## [Record extracts]

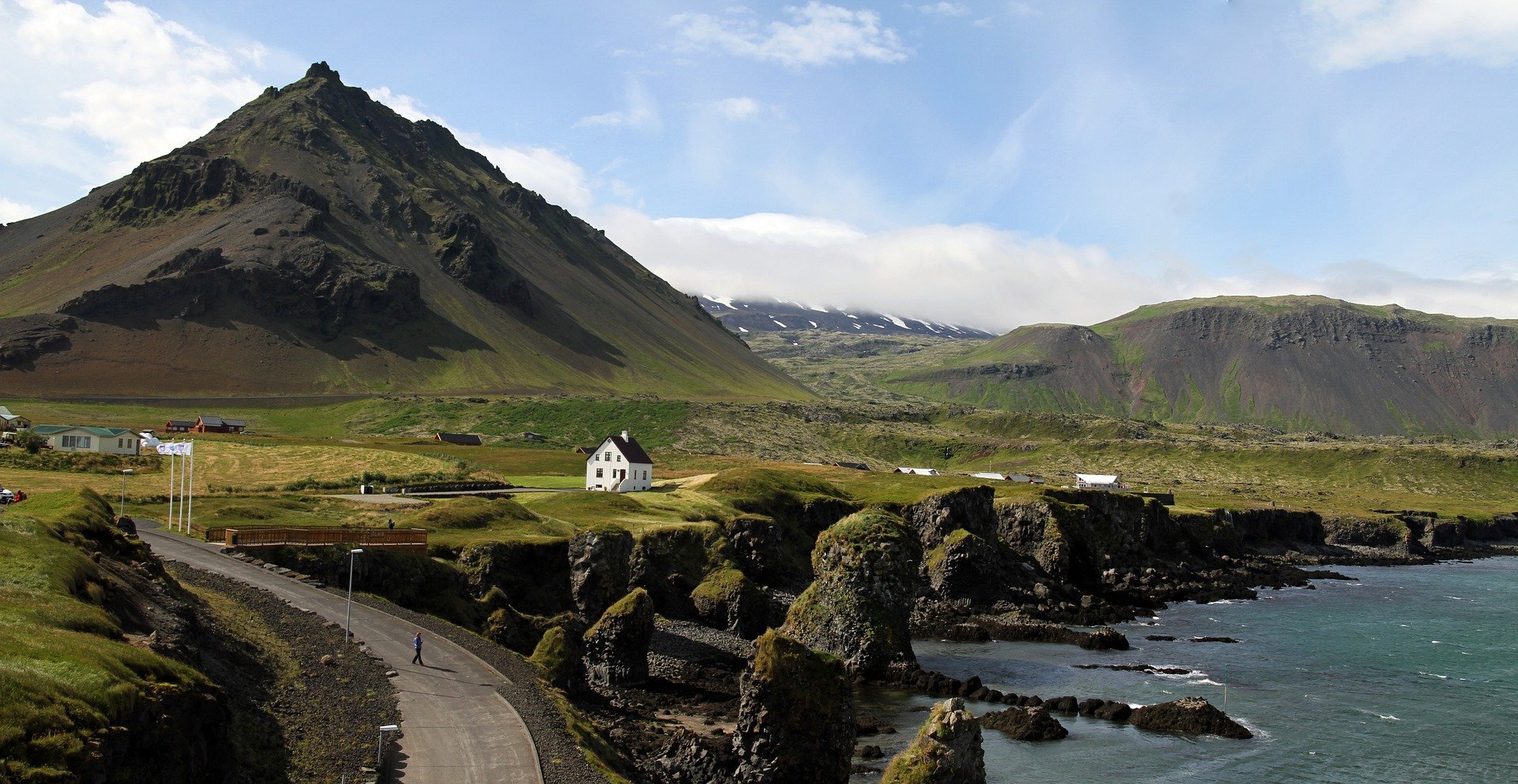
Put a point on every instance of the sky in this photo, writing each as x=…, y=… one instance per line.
x=983, y=163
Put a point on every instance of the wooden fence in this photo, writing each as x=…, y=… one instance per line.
x=406, y=541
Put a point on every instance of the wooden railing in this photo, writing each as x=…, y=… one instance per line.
x=409, y=541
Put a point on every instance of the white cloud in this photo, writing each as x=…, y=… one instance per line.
x=741, y=108
x=640, y=114
x=547, y=172
x=983, y=277
x=945, y=9
x=11, y=211
x=816, y=34
x=1358, y=34
x=97, y=93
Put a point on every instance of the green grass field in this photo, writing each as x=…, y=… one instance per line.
x=1204, y=466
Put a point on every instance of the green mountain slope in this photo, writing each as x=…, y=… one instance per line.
x=1295, y=363
x=315, y=242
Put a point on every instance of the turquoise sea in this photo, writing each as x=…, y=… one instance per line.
x=1403, y=675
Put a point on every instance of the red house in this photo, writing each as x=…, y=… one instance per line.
x=217, y=425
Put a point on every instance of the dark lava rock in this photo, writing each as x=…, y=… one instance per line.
x=599, y=569
x=796, y=716
x=617, y=648
x=1105, y=639
x=946, y=751
x=1115, y=711
x=1033, y=726
x=859, y=605
x=1191, y=716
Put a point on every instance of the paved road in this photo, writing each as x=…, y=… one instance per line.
x=457, y=728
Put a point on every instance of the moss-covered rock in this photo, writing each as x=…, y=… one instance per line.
x=727, y=599
x=534, y=575
x=861, y=602
x=557, y=655
x=796, y=716
x=946, y=751
x=600, y=567
x=617, y=646
x=668, y=563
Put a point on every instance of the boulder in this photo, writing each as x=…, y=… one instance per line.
x=859, y=605
x=946, y=751
x=617, y=646
x=600, y=569
x=1033, y=726
x=727, y=599
x=1105, y=639
x=1189, y=716
x=557, y=655
x=796, y=716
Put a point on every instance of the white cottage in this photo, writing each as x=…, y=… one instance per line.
x=104, y=440
x=620, y=466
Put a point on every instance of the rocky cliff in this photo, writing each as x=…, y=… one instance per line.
x=946, y=749
x=858, y=607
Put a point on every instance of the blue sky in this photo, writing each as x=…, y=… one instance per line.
x=988, y=163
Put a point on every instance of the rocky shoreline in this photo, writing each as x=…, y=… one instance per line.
x=668, y=648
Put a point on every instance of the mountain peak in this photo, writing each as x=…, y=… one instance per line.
x=323, y=70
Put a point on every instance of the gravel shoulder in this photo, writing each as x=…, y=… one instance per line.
x=305, y=704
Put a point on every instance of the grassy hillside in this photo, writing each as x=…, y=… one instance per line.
x=1288, y=363
x=1203, y=465
x=67, y=677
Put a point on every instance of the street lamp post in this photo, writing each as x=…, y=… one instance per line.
x=348, y=625
x=380, y=754
x=122, y=511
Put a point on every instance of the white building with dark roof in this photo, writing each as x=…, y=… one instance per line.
x=620, y=466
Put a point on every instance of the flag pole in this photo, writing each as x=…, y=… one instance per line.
x=190, y=514
x=171, y=488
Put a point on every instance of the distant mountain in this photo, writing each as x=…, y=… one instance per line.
x=780, y=316
x=1295, y=363
x=316, y=242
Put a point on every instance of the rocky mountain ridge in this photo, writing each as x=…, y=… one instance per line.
x=1292, y=363
x=316, y=242
x=746, y=316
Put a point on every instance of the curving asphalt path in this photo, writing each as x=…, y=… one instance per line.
x=457, y=729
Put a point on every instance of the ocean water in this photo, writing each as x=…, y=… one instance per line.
x=1404, y=675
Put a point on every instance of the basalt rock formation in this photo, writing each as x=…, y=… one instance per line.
x=1293, y=363
x=600, y=569
x=617, y=646
x=316, y=242
x=859, y=605
x=1192, y=716
x=796, y=718
x=1026, y=724
x=946, y=749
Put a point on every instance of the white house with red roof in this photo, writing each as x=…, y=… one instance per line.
x=620, y=466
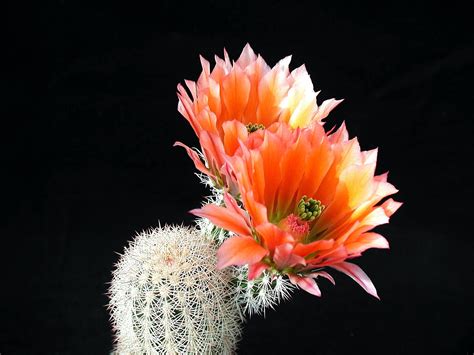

## [Your instructions]
Count the lines of the records that contain the string "wooden", treating uppercase and lowercase as different. Give only the number.

## [Completed task]
2